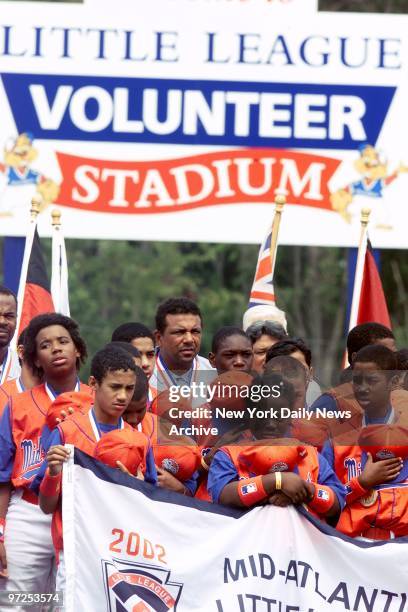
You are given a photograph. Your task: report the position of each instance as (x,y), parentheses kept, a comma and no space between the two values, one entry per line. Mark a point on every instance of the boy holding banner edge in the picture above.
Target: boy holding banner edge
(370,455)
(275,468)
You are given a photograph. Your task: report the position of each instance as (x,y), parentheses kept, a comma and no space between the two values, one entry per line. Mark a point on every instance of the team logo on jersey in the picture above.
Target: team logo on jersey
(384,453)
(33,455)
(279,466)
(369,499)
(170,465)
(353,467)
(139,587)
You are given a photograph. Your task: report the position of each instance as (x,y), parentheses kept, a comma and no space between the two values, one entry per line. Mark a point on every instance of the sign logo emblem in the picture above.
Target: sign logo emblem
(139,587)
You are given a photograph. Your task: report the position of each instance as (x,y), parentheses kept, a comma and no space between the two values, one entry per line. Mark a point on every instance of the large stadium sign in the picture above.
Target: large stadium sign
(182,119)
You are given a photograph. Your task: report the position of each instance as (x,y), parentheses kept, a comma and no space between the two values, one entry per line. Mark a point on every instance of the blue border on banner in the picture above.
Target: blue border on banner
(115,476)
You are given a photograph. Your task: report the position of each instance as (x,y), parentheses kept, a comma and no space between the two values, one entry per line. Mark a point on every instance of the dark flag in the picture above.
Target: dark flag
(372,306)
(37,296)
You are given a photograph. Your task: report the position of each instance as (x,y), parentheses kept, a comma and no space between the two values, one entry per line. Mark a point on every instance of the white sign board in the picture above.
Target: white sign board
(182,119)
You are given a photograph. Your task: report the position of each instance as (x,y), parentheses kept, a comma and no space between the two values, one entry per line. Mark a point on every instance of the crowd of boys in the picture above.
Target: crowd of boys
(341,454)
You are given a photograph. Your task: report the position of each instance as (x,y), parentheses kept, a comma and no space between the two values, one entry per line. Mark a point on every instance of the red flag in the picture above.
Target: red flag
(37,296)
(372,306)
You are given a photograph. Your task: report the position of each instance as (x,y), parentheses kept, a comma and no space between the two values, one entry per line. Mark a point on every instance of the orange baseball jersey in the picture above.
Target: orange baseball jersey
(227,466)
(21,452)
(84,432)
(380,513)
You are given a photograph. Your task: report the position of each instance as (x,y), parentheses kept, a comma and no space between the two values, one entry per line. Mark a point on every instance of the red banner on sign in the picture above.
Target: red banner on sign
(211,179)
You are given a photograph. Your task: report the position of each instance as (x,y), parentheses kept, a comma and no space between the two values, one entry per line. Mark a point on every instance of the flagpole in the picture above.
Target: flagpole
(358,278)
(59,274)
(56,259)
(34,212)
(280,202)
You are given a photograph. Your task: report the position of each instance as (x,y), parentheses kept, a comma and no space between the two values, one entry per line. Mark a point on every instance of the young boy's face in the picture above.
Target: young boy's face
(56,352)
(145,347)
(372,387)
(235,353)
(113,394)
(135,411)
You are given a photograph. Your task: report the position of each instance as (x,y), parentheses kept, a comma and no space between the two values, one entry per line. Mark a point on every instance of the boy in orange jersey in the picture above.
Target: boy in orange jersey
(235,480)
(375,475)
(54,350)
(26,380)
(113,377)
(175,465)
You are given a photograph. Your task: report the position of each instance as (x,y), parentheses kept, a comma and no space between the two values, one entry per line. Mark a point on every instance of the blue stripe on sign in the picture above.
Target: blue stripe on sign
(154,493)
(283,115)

YOUR TASK:
Word for word, restate all of the entries above and leave each picture out.

WRITTEN SOLUTION:
You are given a photograph. Your task: report the position of each instance as (x,y), parentheses kept, a comma and no space between the two values, one entry per line. Mark a point on every instance of the boy holding banner edge in the picture above.
Target: boy holding banner edge
(370,455)
(275,468)
You are given a photograph. Your task: report the position of each instance as (x,y), parentheses kept, a comma and no space between the two values, one entry per line. Mark a point on every instance of the team logo on jersey in the picture above.
Target: team logo on jersey
(384,453)
(33,455)
(279,466)
(369,499)
(170,465)
(353,467)
(139,587)
You are given a photograph. Your task: report the position of each instance as (x,y), parentheses kept, a comma and no space between the two values, one entry per line. Mark a point on every instance of the sign logo emblem in the picture above.
Target: sign logo emblem
(139,587)
You are given a photograph. Your task: report the position of each instance as (x,y), parentheses kept, a comma and no space between the two values, one entry per line. Mark a point on every instance of the large stadium sign in the picture above.
Target: large stadium sign
(182,119)
You are given a photograph. Your task: report the position of each instance as (x,y), parentheses kept, a comma and no space between the two values, one entry per line. Mark a point on every instance of the blue border on banner in the picture above.
Target: blue border on banner
(115,476)
You are given a photograph. Your task: report the position of each instance as (x,y), parentheses kept, a comma and no space between the two values, one entry per line. Mark a point on every instance of the dark flag in the picture above.
Target: dark flag
(372,306)
(37,296)
You are given a photograph. Your task: report the position of each instance as (x,y), parentheses kept, a comma and no space between the two values, one entry per line. Mark a point on every instance of the white sign board in the picture above.
Target: white sign board
(182,119)
You are given a photograph. Your task: report the position of each instance as (x,y), parentheses kept, a comma and no space between the two values, one entry per line. Mark a point on every instance of the crowd of boys in the picture above.
Target: crowd of boys
(341,454)
You are given a photograph. Your task: report the position of each instance as (x,y), parentheses kept, a comma and no space between the two values, one entry per line. Mark a point on every instance of the red flag in the picture above.
Target: red flag
(37,296)
(372,306)
You are given a photograph. Your task: report the position of each instance as (x,y), parentheses kept, a comma and no space between the two values, one entry per line. Mark a point on every instance of the orange baseball jersey in the picture above.
Target: orange baseball jersey
(227,466)
(21,452)
(84,432)
(380,513)
You are given a photograph. Your task: report the position of each instance as (x,y), parentheses kept, a comma and no space between the two values, one entry per line. Mark a point on every instance of the red banner on sign in the picture above.
Target: red banner on sign
(211,179)
You are given a photograph. Your task: report the position of each instance as (x,y), parentheses kept, a comma and no space between the two values, one entry per line. Mark a point on every instance of the flagpole in the picture above.
Target: flagpole
(358,278)
(59,274)
(56,259)
(34,212)
(280,202)
You are given a photograph. Your task: report the position of each instance as (x,y), parentheses kept, a comma and no space between the two values, one entry per line. Mark a point on every instance of the young boy's face in the picture above.
Target: young boy's face
(56,352)
(145,347)
(372,387)
(235,353)
(113,394)
(135,411)
You are given a photograph. Your task: report the position of each instance as (x,y), parentheses kept, a comma and no space between the two values, one entry per line. Mark a point on every instance of the boy in orange jersey in the picture above.
Target: boy in orange jersey
(235,480)
(375,475)
(54,350)
(26,380)
(113,377)
(175,465)
You are given a photograph. Your task: report the position of each instance as (x,y), parentheses kept, a comma and no space between the two values, one entry per line. Mark a point on every instance of the blue stripe on sign in the picture above.
Target: blue stripe on sign
(154,493)
(283,115)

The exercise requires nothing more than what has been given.